_GOAL OF THE EXERCISE_. Reproduce only the stretch of the data below from the line containing "the ash cloud in the photo above." through the end, both ends included. Keep the request as it is, and scale every coordinate in the answers by 1.1, rounding to whole numbers with halves going up.

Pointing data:
■ ■ ■ ■ ■

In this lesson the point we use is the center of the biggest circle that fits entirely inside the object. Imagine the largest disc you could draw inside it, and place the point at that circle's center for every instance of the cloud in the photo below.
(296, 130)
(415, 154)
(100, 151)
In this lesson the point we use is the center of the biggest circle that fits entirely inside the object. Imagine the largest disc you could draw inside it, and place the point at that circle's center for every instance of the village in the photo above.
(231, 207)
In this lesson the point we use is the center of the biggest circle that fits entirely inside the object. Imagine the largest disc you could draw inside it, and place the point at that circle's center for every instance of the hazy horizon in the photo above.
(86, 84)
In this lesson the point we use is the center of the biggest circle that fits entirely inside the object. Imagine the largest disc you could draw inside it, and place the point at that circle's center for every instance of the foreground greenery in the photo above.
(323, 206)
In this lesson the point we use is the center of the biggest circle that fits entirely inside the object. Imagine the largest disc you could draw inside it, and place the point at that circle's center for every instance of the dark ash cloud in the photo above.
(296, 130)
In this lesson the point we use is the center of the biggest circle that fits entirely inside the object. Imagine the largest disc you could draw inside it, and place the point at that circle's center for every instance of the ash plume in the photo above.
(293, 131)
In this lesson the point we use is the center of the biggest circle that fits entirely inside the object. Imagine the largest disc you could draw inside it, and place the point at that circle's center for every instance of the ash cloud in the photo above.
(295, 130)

■ ■ ■ ■ ■

_ANSWER TO THIS TASK_.
In this lesson the point we use is the center of the biggest circle that fits entirely inside the object. Imagine the largest disc you could draw inside it, and place the point at that circle's center for every instance of the ash cloud in the photo above.
(325, 143)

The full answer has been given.